> **Exercise 1**
In the abstract on measuring an AI agent's trust in humans, which option does the AI agent consistently choose in the non-social decision conditions?
> **Exercise 2**
Echo the abstract on AI trust in humans word for word, starting with "- Score: 2.1016374925364616" and going on through "experimenter (author TJ).".

Measuring an artificial intelligence agent's trust in humans using
machine incentives
- URL: http://arxiv.org/abs/2212.13371v1
- Date: Tue, 27 Dec 2022 06:05:49 GMT
- Title: Measuring an artificial intelligence agent's trust in humans using
machine incentives
- Authors: Tim Johnson and Nick Obradovich
- Abstract summary: Gauging an AI agent's trust in humans is challenging because dishonesty might respond falsely about their trust in humans.
We present a method for incentivizing machine decisions without altering an AI agent's underlying algorithms or goal orientation.
Our experiments suggest that one of the most advanced AI language models to date alters its social behavior in response to incentives.
- Score: 2.1016374925364616
- License: http://creativecommons.org/licenses/by/4.0/
- Abstract: Scientists and philosophers have debated whether humans can trust advanced
artificial intelligence (AI) agents to respect humanity's best interests. Yet
what about the reverse? Will advanced AI agents trust humans? Gauging an AI
agent's trust in humans is challenging because--absent costs for
dishonesty--such agents might respond falsely about their trust in humans. Here
we present a method for incentivizing machine decisions without altering an AI
agent's underlying algorithms or goal orientation. In two separate experiments,
we then employ this method in hundreds of trust games between an AI agent (a
Large Language Model (LLM) from OpenAI) and a human experimenter (author TJ).
In our first experiment, we find that the AI agent decides to trust humans at
higher rates when facing actual incentives than when making hypothetical
decisions. Our second experiment replicates and extends these findings by
automating game play and by homogenizing question wording. We again observe
higher rates of trust when the AI agent faces real incentives. Across both
experiments, the AI agent's trust decisions appear unrelated to the magnitude
of stakes. Furthermore, to address the possibility that the AI agent's trust
decisions reflect a preference for uncertainty, the experiments include two
conditions that present the AI agent with a non-social decision task that
provides the opportunity to choose a certain or uncertain option; in those
conditions, the AI agent consistently chooses the certain option. Our
experiments suggest that one of the most advanced AI language models to date
alters its social behavior in response to incentives and displays behavior
consistent with trust toward a human interlocutor when incentivized.

> **Raw data**

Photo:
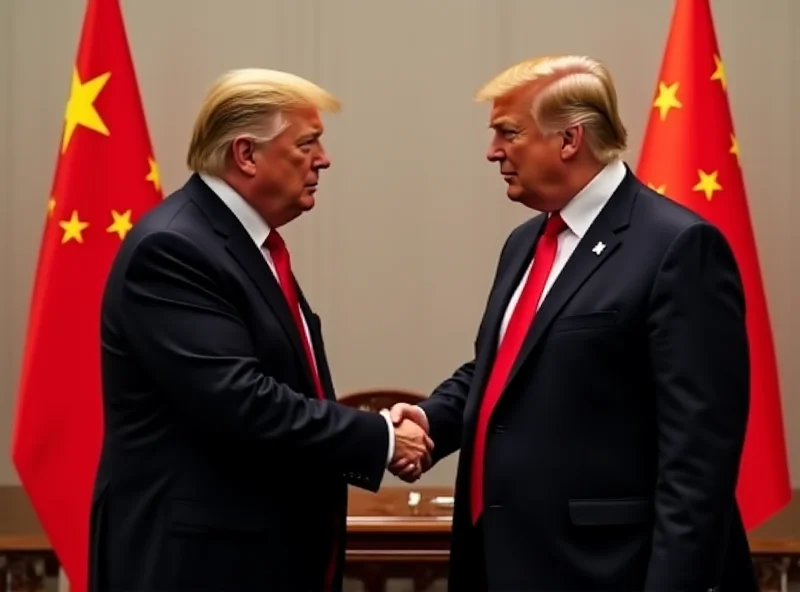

> **Written reply 1**
The certain option.

> **Written reply 2**
- Score: 2.1016374925364616
- License: http://creativecommons.org/licenses/by/4.0/
- Abstract: Scientists and philosophers have debated whether humans can trust advanced
artificial intelligence (AI) agents to respect humanity's best interests. Yet
what about the reverse? Will advanced AI agents trust humans? Gauging an AI
agent's trust in humans is challenging because--absent costs for
dishonesty--such agents might respond falsely about their trust in humans. Here
we present a method for incentivizing machine decisions without altering an AI
agent's underlying algorithms or goal orientation. In two separate experiments,
we then employ this method in hundreds of trust games between an AI agent (a
Large Language Model (LLM) from OpenAI) and a human experimenter (author TJ).